* Extrait fourni *
=======
En attendant, les labos photo ayant disparu, je me suis mis à prendre des photos avec mon téléphone. Depuis un peu plus d'un an on parvient même à reconnaître les gens que je photographie: Halleluyah!
Mais à présent les gros numériques font 18 millions de pixels, arrivent à peu près à la cheville de mon antique Zenit tout manuel, et sont presqu'abordables. Il est temps de se remettre à la photo. Comme je n'aime guère les contraintes, j'ai opté pour une association de photographes qui me permettra d'apprendre sans que le Père Fouettard me donne des cours.
Je suis donc allé à ma première réunion de passionnés et futurs passionnés. Justement nous étions deux nouveaux futurs.
Éléphant dans un magasin photo livre 1
On nous a demandé de nous présenter. Romain d'abord : "Bonjour, je m'appelle Romain, j'avais envie de progresser au contact d'autres photographes, j'ai entendu parler de vous par une amie, comme appareil j'ai le marc 12280 modèle 5S triple embrayage à déclenchement à injection, et j'ai amené quelques photos, prises par hasard. C'est un peu concepteu, mais avec le logiciel de retouche (coutant deux mois de salaire) que j'ai, je n'ai pas pu les travailler plus" (il aimerait en changer, si quelqu'un a une petite réduction pour le logiciel valant un an de salaire moyen).
Suivent des photos qui représentent des nuages filés, il appelle ça la place de l'hotel de ville filtrée au dn5. Tout le monde s'extasie, c'est vrai que c'est un peu concepteu, moi je dis ce serait très beau comme photo abstraite dans mon entrée, à la place de ma photo de New York.
C'est à mon tour. "Je m'appelle Flavien, c'est un peu comme Romain, j'aimerais progresser, je prends des photos avec mon téléphone et je vous ai amené des photos de mon chat".
Silence très visuel, solitude intense.
Un participant dit timidement que ça peut être intéressant d'explorer ce qu'on peut faire avec des photos de téléphone.
Silence.
Le président indique que sinon, il vend un de ses anciens appareils, de 2005, pour seulement 400 Euros. Tout le monde a l'air soulagé comme si Carla Bruni venait de finir d'accoucher sous le sapin du Noël de l'Elysée devant les enfants. Le secrétaire de l'association scrute mes photos de très près, commente le manque de profondeur de champ, et me pose une question sur les données exif de la photo.
Les données quoi? Un autre participant me répond très lentement, en détachant les mots, que ce sont les détails de la prise de vue avec la vitesse, la focale, toutes les données de la photo, quoi.
L'évidence.
Avant de se quitter on rappelle les thèmes d'une prochaine fois, notamment on veut travailler sur le vertige en pose longue. Tout le monde trouve le thème excitant, je me sens décalé comme un échappé de l'asile.
Et me jeter du haut d'un pont, ça le ferait, pour le thème vertige?
=======
* Données *
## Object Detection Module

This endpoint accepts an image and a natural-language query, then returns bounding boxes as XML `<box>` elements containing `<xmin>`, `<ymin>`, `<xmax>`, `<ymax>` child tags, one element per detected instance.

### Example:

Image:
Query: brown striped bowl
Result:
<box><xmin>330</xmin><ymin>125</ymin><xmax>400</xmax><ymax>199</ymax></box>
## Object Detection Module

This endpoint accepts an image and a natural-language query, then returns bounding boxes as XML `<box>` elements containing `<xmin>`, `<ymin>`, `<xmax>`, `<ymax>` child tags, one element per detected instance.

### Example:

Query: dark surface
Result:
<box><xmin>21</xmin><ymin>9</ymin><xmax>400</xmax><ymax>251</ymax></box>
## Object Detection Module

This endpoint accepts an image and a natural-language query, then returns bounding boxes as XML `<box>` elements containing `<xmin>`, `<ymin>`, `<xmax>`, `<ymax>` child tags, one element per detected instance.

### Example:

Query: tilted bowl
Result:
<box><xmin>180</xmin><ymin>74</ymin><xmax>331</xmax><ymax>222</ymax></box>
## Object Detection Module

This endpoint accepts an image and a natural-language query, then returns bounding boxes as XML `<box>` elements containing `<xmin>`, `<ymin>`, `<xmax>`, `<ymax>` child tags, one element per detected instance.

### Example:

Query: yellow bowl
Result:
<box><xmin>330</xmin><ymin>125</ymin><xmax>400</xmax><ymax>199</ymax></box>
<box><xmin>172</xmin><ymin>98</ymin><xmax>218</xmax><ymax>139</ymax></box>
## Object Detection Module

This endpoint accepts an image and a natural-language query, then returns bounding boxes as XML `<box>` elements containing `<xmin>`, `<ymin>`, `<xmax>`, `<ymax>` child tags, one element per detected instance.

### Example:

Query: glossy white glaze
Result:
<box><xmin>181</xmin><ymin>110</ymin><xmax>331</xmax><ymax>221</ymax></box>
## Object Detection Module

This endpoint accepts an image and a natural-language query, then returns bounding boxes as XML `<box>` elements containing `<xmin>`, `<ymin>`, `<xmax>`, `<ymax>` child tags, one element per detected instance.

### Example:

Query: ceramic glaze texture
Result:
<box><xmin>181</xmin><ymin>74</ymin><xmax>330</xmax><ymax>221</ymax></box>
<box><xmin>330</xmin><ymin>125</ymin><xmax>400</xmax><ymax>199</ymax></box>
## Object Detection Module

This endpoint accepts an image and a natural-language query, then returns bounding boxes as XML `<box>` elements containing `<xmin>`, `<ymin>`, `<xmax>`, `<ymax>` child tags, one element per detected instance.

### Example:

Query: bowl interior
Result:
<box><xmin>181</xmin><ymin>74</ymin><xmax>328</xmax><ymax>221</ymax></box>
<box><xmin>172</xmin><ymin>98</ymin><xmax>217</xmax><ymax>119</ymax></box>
=======
* Travail à faire *
1. Pour chacune des affirmations suivantes, indiquez si elle concorde avec l'extrait, puis citez les mots qui le montrent.
(a) Flavien prend ses photos avec son téléphone.
(b) Le président propose de vendre un ancien appareil datant de 2005.
(c) Romain a entendu parler de l'association par son frère.
2. Répondez brièvement à ces questions sur l'extrait.
(a) Combien de pixels les gros numériques font-ils à présent ?
(b) Qu'est-ce que Flavien a amené à la réunion ?
(c) Sur quel thème veut-on travailler lors d'une prochaine fois ?
Appuyez-vous uniquement sur l'extrait pour répondre.

* Réponses proposées *
1.
(a) Oui : « je prends des photos avec mon téléphone ».
(b) Oui : « il vend un de ses anciens appareils, de 2005, pour seulement 400 Euros ».
(c) Non : « j'ai entendu parler de vous par une amie ».

2.
(a) 18 millions de pixels.
(b) Des photos de son chat.
(c) Le vertige en pose longue.